Records supplied –
((

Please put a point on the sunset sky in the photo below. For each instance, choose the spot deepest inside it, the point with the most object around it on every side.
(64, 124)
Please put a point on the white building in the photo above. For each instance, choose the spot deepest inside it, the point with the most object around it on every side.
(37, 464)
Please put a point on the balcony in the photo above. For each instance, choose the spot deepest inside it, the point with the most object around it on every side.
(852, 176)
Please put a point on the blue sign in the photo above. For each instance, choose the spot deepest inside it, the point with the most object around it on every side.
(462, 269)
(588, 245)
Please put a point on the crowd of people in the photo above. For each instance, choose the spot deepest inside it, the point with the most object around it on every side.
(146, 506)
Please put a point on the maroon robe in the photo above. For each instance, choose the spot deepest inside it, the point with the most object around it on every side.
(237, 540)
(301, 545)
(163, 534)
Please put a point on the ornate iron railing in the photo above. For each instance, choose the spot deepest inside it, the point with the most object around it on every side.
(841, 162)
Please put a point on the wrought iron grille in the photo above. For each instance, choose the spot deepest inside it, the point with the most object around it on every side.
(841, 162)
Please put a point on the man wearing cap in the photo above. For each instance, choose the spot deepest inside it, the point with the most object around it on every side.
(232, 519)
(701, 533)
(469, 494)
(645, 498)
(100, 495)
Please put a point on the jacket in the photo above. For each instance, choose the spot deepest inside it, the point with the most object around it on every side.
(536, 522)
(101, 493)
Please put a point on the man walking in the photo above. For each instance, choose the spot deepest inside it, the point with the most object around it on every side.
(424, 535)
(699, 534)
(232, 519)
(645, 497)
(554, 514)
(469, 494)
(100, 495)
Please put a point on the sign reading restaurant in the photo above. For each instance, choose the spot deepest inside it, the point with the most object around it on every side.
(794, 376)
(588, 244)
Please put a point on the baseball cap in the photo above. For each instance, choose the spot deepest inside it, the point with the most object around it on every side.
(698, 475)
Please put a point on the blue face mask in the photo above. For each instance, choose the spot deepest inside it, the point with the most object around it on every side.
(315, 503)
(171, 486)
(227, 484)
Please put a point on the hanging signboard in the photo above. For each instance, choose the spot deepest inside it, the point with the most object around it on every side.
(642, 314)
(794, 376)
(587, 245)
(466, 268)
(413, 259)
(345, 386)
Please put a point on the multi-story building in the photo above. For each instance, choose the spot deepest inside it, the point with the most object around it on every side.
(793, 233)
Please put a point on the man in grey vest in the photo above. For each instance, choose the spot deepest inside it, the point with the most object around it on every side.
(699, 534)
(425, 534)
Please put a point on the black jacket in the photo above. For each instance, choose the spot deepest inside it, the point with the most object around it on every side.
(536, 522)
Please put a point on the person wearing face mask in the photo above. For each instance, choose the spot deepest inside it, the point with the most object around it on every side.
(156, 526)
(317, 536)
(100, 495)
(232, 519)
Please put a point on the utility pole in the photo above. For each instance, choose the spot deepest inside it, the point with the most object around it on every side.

))

Written exercise – Rewrite all of the records above, replacing "put a point on" with "place a marker on" each time it appears and leaving everything else unchanged.

Answer –
Please place a marker on the sunset sky in the photo below. For each instance, choose the spot deepest inside it, the point with the most object around it on every side.
(64, 124)
Please place a marker on the white building in the photo above. For each instance, choose the spot deepest inside it, the point with the most object around it on every side.
(37, 464)
Please place a marker on the balcony in the photo above. For each instance, choose the spot deepest inside it, the point with the most object around it on every side.
(852, 176)
Please place a marker on the blue sign in the photo above. For each instance, choose the spot deepest inside it, the point with the most object around it on every side.
(462, 269)
(588, 245)
Please place a marker on the crowd of people in the photo above. For each instance, choose the spot deepest inside it, the point with the most object around it on every side.
(146, 506)
Please place a marker on the maroon robe in the photo above. For each instance, choose the spot deepest inside it, the point with the most object around it on every side.
(237, 540)
(301, 545)
(163, 534)
Please place a marker on the ornate iron railing in the photo above. For each instance, choose the spot deepest inside it, the point with the most object around it on every side.
(841, 162)
Please place a marker on the wrought iron grille in the photo above. For each instance, choose the spot deepest inside it, the point with the most object around it on every side.
(841, 162)
Please place a marker on the man wearing cap in the photo above. For each instance, choose the spot deepest inside it, the point with the most object around it on every side.
(232, 519)
(701, 533)
(469, 494)
(645, 498)
(100, 495)
Please place a marker on the jacket in the photo above. For each instance, choose the spot deepest inside it, the point with the most object around it on every side.
(536, 522)
(101, 493)
Please place a marker on the man walking in the photo above. For each instance, choose the spot deepest inside it, the point with the most object around it on every side.
(424, 535)
(699, 534)
(232, 519)
(645, 497)
(554, 514)
(469, 494)
(100, 495)
Please place a marker on the sign reading restaurant in the photo above. For each instance, choose the spot deepest inside it, the point with the most object around it on every side.
(794, 376)
(588, 244)
Please place a marker on the baseball cap in the photo above. For each instance, choose the spot deepest inside it, the point with the most object around it on every side.
(698, 475)
Please place a marker on the blue face mask in the photo above. For each instance, choose the spot deepest inside it, the point with the most object around it on every side.
(315, 503)
(171, 486)
(227, 484)
Please place a marker on the hanging signboard in the photo above. For each instance, choose the spot deepest inside it, the point with the most object around it on every side.
(642, 314)
(794, 376)
(587, 245)
(466, 268)
(413, 259)
(345, 386)
Please place a marker on the multi-story building in the photo above. For each instance, choose the spot deepest inside it, the point with the most object around it on every side.
(793, 233)
Please place a marker on the man in grey vest in the photo above. For each instance, choose the spot deepest inside it, the point with the most object around it on every side.
(699, 534)
(425, 534)
Please place a marker on the black jacket in the photo above. For each instance, choose the spot deepest inside it, the point with the most object around it on every side.
(536, 522)
Please place a marker on the person wearing face mask in the photo above. For each instance, choose the spot deepest inside it, the point with the most object around it on every side.
(156, 526)
(317, 536)
(100, 495)
(232, 519)
Please place a marker on the utility pole in the photo above. For each instance, choose the spot deepest inside it, the point with the most object around it on every side.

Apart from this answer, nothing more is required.